### Document excerpt:
....

Girls Surpass Boys Across Subjects

An unexpected and encouraging outcome of the survey was the consistent outperformance of girls over boys. Female students scored around 0.26 standard deviations higher overall, excelling not only in languages such as English and Urdu but also in mathematics, where boys traditionally held an advantage. This shift marks a significant evolution in Pakistan’s education landscape, where gender inequality has long been a concern. Meanwhile, private school students continued to enjoy substantial advantages over public school peers, reflecting both the resources available and the socio-economic status of families opting for private education. The report highlights that inequalities existed before the pandemic and continue to shape outcomes more powerfully than the temporary COVID-19 shock.

Recovery and Progress in the Long View

Placing the pandemic within a 20-year perspective, the study paints a picture of resilience and continuity. Between 2004 and 2011, test scores in rural villages rose by 0.14 standard deviations. From 2011 to 2024, despite the pandemic years, scores increased by a much steeper 0.37 standard deviations. The annualized learning growth rate rose from 1.9 percent to 2.5 percent in the latter period. Improvements were seen across public and private schools, boys and girls alike. Strikingly, three-quarters of surveyed villages recorded a higher average learning in 2024 than in 2011. Far from reversing progress, the pandemic years appear to be a temporary disruption along a continuing upward trajectory in rural education.

The private school market, a defining feature of Pakistan’s education system, also showed remarkable adaptability. School openings slowed during the pandemic, with just 13–14 new institutions established annually in 2019–2021 compared to 20 in earlier years. Yet by 2022, openings rebounded to pre-pandemic levels. School closures did not spike, and long-term attrition rates remained consistent with previous decades. This recovery underscores the strong demand for education among rural communities, even in the face of financial strain.

....

### Supplied records:
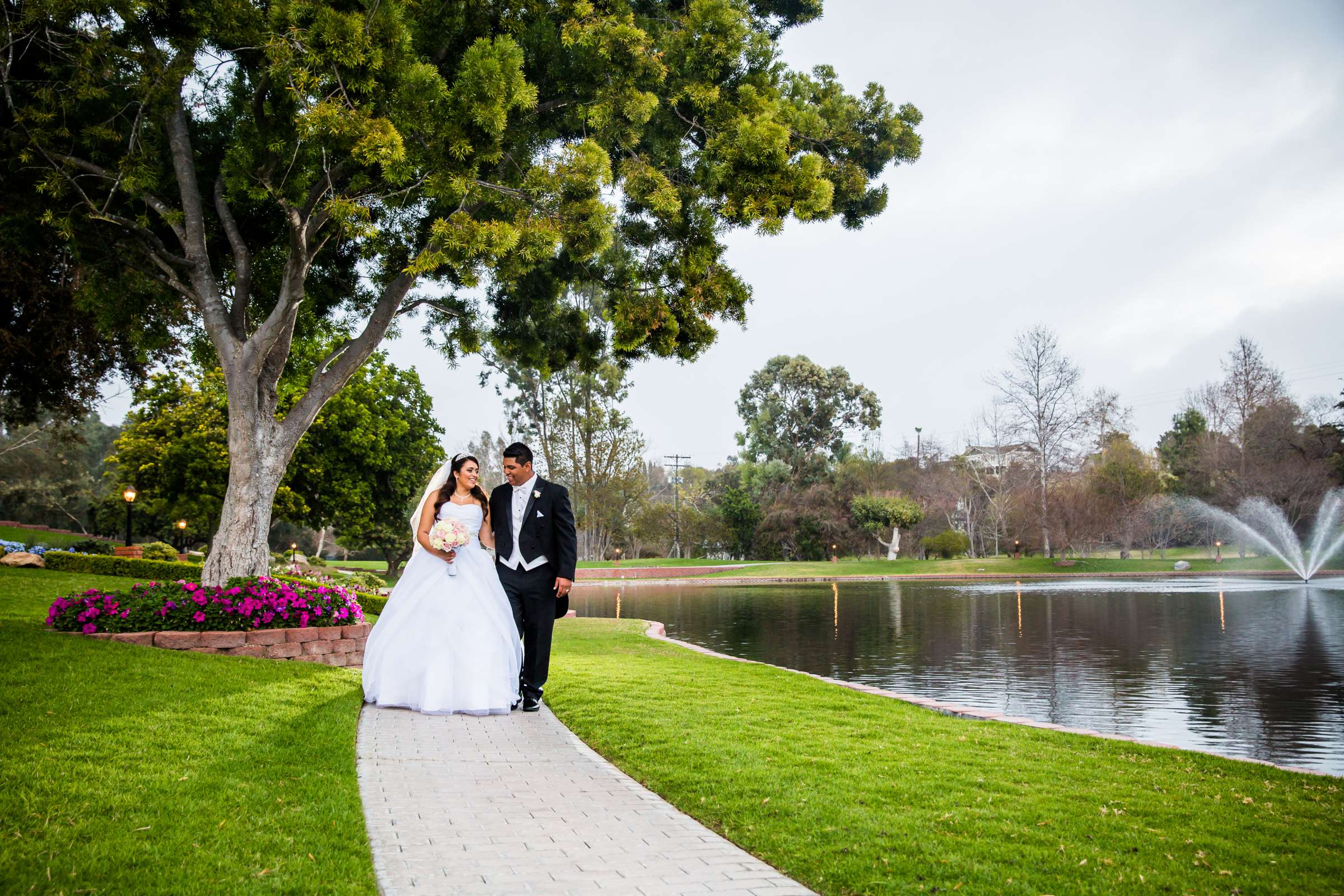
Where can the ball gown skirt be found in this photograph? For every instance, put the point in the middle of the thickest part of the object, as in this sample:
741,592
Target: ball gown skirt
447,642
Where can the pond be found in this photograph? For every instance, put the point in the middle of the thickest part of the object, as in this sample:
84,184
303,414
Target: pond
1237,667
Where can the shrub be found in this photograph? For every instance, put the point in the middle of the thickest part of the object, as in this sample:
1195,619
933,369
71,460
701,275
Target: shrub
185,606
370,602
158,551
14,547
363,580
92,546
140,568
948,543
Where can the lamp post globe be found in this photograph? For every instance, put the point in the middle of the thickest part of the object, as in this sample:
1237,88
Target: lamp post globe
129,496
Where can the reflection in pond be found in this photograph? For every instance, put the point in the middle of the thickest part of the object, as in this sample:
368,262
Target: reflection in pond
1240,667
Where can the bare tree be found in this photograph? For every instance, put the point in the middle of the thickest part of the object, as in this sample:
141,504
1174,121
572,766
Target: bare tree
1040,394
996,484
1105,416
1249,383
1163,523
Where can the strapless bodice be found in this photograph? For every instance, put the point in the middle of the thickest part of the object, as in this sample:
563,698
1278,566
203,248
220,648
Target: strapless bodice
471,515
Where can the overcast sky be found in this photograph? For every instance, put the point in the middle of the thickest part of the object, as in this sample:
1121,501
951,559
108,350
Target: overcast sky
1151,179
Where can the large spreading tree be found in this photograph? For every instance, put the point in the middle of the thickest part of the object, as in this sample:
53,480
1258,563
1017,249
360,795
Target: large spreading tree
362,159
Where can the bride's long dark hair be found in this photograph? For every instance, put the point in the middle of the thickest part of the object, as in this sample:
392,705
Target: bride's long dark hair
451,486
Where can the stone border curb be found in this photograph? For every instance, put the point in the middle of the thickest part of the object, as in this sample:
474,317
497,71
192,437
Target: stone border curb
330,645
659,632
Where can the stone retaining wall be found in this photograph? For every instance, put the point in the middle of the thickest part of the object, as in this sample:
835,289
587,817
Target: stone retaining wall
331,645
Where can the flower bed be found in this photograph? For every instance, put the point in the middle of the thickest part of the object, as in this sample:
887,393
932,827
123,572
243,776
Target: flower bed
261,617
185,606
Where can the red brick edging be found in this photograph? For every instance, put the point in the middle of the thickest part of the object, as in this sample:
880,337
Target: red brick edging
331,645
659,631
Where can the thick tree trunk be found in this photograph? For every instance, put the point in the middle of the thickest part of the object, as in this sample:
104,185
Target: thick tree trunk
257,461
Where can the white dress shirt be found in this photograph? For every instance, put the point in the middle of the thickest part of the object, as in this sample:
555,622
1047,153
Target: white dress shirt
521,494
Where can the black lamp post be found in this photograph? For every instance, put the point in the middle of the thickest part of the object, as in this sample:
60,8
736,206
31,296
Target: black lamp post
129,494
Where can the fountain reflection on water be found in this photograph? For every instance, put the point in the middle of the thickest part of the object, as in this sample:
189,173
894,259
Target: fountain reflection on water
1265,526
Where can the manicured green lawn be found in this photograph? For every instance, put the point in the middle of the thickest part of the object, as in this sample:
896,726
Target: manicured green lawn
377,566
132,770
664,562
851,793
38,536
1026,566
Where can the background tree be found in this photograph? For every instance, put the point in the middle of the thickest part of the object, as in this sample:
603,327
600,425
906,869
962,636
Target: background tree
573,418
1040,394
878,515
363,464
1180,450
259,160
795,410
1126,479
948,544
741,516
71,315
52,473
174,449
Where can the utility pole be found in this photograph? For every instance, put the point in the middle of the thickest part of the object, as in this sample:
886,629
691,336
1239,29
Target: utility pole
676,499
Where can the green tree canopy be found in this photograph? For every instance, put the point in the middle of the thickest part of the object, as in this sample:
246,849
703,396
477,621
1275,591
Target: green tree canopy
1179,449
875,515
795,409
467,162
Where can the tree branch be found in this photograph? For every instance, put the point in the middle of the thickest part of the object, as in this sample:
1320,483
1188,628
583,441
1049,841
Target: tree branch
343,362
242,262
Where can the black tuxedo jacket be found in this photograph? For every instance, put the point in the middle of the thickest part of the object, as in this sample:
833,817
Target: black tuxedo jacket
548,526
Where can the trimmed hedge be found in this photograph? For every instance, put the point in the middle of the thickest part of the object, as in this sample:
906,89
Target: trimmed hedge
91,546
158,551
131,567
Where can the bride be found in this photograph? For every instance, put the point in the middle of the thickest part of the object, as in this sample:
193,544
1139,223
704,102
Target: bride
447,642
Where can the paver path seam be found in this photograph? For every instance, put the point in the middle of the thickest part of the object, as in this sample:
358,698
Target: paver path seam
518,804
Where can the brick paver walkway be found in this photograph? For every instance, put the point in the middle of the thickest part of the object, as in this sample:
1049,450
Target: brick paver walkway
519,805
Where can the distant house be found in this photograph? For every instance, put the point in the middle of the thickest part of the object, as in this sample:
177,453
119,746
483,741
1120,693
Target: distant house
996,459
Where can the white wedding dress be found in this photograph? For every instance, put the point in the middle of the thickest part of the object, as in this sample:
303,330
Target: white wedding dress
447,642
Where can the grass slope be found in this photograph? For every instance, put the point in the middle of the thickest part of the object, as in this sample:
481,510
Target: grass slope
132,770
851,793
1007,566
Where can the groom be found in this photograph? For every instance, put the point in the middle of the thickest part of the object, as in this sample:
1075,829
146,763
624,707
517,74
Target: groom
535,550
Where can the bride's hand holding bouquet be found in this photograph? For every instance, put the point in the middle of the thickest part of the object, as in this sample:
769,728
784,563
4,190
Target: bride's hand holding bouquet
447,536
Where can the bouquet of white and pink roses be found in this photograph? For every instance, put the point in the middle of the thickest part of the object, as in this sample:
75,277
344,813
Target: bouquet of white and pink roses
449,535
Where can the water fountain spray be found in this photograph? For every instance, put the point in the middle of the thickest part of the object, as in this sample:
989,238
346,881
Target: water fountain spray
1262,524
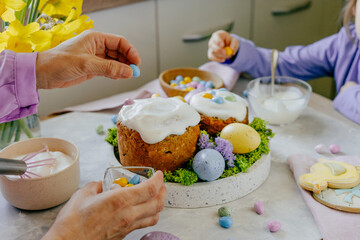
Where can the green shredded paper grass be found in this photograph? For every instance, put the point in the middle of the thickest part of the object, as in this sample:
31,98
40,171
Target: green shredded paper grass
187,176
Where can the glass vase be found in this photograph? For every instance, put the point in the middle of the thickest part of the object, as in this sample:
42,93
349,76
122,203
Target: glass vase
19,129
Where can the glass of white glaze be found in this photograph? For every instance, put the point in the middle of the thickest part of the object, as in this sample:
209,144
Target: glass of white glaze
290,98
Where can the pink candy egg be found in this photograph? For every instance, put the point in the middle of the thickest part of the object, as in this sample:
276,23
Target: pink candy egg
259,207
274,226
321,148
334,148
129,101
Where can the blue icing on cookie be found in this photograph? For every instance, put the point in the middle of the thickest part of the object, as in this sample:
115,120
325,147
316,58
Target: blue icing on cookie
136,70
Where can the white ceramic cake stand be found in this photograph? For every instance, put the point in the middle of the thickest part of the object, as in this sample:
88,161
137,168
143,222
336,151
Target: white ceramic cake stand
206,194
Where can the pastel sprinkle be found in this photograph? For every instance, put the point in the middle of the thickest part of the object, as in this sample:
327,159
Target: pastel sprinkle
136,70
114,118
196,79
207,95
180,97
155,95
129,101
226,222
135,180
259,207
228,51
274,226
218,100
121,181
334,148
230,98
179,78
224,211
99,129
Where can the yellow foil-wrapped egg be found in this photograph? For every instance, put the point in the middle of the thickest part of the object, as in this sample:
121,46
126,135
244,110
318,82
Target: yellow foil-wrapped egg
243,137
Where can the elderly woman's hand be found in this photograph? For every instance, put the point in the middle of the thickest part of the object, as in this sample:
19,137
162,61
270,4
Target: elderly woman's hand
83,57
93,214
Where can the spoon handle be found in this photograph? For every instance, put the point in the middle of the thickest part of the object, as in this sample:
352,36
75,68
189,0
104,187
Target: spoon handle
12,167
274,62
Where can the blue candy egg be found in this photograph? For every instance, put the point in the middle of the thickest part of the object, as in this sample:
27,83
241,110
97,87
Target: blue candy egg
114,118
135,180
213,92
245,94
209,84
226,222
218,100
136,70
179,78
208,164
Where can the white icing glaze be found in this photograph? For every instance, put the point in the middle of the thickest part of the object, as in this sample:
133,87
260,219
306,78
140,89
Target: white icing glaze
61,162
157,118
222,111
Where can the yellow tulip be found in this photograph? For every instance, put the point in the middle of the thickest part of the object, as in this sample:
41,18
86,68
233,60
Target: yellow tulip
60,7
45,39
18,36
8,8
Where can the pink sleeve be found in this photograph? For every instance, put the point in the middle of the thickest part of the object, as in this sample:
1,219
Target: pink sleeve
18,94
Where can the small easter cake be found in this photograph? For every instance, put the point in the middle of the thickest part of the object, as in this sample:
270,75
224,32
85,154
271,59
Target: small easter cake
157,132
218,108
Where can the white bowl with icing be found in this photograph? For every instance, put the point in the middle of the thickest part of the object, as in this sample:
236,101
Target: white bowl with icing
290,97
54,187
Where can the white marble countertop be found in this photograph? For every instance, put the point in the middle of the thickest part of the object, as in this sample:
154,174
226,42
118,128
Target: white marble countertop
319,123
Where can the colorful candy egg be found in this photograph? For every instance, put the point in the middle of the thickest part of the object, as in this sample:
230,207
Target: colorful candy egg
226,222
135,180
224,212
157,235
243,137
208,164
136,70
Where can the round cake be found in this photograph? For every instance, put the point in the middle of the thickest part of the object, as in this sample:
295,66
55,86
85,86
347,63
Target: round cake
157,132
219,108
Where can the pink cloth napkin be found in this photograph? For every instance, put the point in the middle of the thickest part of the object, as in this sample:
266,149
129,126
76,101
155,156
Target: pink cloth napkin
228,75
333,224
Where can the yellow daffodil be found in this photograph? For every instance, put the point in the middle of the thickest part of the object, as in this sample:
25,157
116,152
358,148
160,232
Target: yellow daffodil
60,7
8,8
19,36
45,39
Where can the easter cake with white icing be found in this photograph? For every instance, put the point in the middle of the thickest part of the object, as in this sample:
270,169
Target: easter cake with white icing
157,132
219,108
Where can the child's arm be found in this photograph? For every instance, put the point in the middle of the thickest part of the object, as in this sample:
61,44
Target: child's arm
347,102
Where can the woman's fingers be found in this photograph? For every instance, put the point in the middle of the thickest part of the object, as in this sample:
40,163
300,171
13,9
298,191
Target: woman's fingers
117,43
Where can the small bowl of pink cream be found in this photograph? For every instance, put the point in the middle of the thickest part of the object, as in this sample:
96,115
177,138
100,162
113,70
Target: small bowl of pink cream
50,177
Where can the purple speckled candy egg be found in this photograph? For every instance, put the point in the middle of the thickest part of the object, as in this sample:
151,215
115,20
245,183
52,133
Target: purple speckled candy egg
259,207
157,235
208,164
129,101
334,148
274,226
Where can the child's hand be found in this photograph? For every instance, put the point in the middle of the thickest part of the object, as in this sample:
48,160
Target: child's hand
217,44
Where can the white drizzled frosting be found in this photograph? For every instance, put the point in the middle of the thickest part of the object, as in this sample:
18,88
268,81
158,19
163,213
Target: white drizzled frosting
156,118
225,110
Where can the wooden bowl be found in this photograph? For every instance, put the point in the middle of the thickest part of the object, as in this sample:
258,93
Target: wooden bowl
168,75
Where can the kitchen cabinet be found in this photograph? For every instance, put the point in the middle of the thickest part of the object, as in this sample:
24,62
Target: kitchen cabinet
185,18
137,23
281,23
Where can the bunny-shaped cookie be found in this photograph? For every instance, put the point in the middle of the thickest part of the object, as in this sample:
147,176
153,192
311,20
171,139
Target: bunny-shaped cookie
330,173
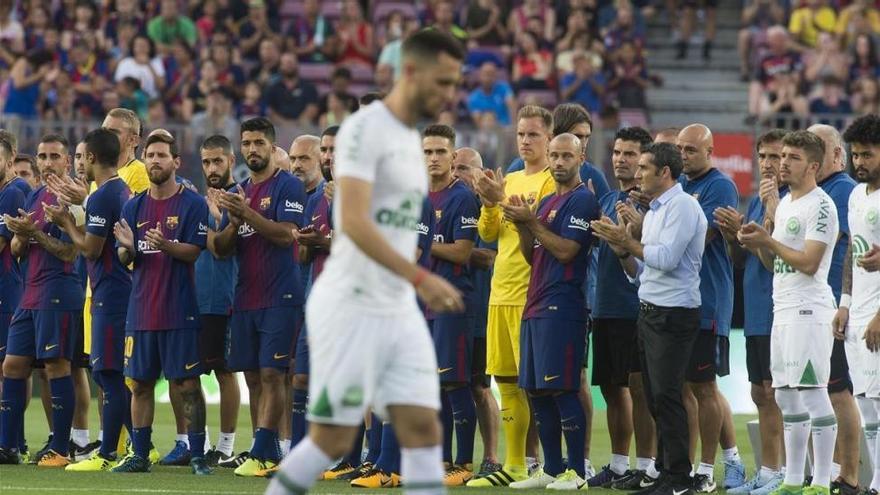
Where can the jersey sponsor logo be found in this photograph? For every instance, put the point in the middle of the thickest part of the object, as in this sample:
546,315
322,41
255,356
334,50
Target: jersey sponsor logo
793,226
578,223
294,206
95,220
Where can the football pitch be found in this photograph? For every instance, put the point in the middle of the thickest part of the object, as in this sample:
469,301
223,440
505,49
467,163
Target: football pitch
30,480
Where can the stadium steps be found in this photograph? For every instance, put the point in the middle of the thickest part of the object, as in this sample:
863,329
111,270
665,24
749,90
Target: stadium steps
694,90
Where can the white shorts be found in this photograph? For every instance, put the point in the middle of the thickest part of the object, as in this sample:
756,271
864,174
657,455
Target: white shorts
361,360
800,351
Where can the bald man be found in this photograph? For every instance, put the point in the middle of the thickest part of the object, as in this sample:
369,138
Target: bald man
466,163
839,185
709,358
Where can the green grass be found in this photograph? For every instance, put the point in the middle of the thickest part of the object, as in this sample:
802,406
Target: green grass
30,480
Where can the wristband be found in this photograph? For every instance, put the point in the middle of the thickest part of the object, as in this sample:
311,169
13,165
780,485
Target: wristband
420,277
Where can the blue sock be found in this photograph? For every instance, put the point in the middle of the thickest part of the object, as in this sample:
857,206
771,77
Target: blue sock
12,412
141,438
196,443
464,415
298,424
389,458
63,402
354,457
550,433
374,439
264,444
448,424
573,423
114,409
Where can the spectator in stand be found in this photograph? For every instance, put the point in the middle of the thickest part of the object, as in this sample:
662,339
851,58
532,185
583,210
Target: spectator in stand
687,20
196,97
866,96
779,60
291,99
532,65
355,35
492,96
11,35
867,14
27,73
807,21
171,25
518,20
252,104
757,17
864,59
444,20
832,100
143,65
311,35
125,12
826,61
340,81
266,70
586,85
256,28
484,24
629,78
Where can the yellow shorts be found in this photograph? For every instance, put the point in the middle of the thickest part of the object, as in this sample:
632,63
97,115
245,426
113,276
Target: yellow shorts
502,340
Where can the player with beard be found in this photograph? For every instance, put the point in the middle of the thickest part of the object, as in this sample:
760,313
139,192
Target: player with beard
215,286
163,231
373,348
258,224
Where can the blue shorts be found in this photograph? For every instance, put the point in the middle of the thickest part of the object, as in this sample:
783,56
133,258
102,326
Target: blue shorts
551,354
5,318
301,353
173,353
262,338
44,334
108,341
454,346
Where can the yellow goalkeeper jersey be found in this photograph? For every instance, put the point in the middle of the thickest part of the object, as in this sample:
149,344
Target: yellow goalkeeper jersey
510,279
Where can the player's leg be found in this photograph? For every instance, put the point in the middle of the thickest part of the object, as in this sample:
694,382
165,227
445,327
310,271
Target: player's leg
611,356
20,352
846,451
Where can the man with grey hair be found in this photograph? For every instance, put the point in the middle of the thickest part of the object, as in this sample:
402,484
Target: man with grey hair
837,184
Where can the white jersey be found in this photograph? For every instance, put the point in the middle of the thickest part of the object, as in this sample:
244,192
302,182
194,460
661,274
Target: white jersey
812,217
864,227
374,146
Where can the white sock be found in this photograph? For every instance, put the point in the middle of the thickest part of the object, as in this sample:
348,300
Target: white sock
707,469
731,454
870,422
299,470
226,444
796,434
183,438
619,463
824,425
422,469
79,437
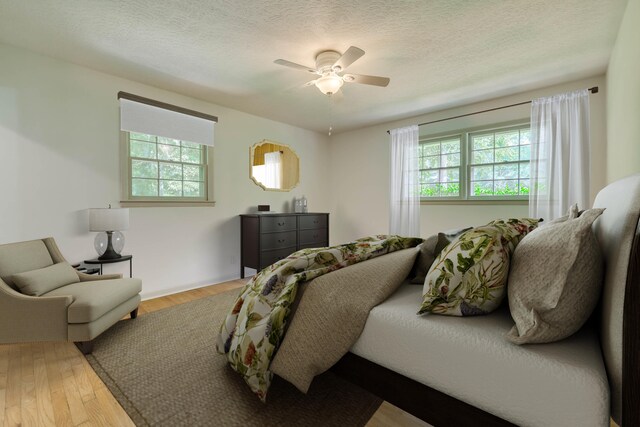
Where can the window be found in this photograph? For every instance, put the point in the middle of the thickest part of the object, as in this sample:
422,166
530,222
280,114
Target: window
440,162
499,162
166,168
167,154
486,164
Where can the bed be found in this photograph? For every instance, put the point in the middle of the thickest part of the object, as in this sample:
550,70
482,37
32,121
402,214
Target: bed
461,371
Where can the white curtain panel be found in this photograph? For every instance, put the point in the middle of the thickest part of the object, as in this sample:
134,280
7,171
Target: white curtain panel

....

### Study questions:
a) Reproduce part of the education survey text word for word, beginning at the words "The private school" and stopping after "of financial strain.".
b) Please pick up the education survey text after its last sentence and continue it.

### Responses per task:
a)
The private school market, a defining feature of Pakistan’s education system, also showed remarkable adaptability. School openings slowed during the pandemic, with just 13–14 new institutions established annually in 2019–2021 compared to 20 in earlier years. Yet by 2022, openings rebounded to pre-pandemic levels. School closures did not spike, and long-term attrition rates remained consistent with previous decades. This recovery underscores the strong demand for education among rural communities, even in the face of financial strain.

b)
Teaching Becomes an Even More Female Profession

The teaching workforce underwent a notable transformation during this period. Teaching has historically been one of the few professional options for educated rural women, and the trend toward feminization intensified after the pandemic. By 2024, women made up over 77 percent of all teachers, with private schools employing an astonishing 94 percent female staff. Public school teachers continued to earn salaries around seven times higher than their private counterparts and were often recruited from outside local communities, while private schools drew heavily on young, unmarried women living in the same villages. Despite concerns that revenue losses during closures would trigger mass layoffs in private schools, the number of teachers per school actually increased. This resilience, the study argues, reflects the growing pool of educated women entering the labor force and the persistence of teaching as their most viable career path.

A Temporary Crisis, Not a Lasting Collapse

The central message of the research is cautiously optimistic. The pandemic undoubtedly strained Pakistan’s education system, magnifying inequalities between public and private schools and exposing the vulnerability of poorer households. Yet its impact was not catastrophic. By 2024, students had largely caught up, and the long-term upward trend in learning remained intact. Girls strengthened their lead over boys, private schools recovered quickly, and the feminization of the teaching profession continued apace. Above all, the study concludes that the most powerful determinants of learning outcomes are the same as they were before COVID-19: socio-economic background, gender, and school type. The coronavirus shock, while disruptive, did not derail the steady, if uneven, progress of rural education in Pakistan.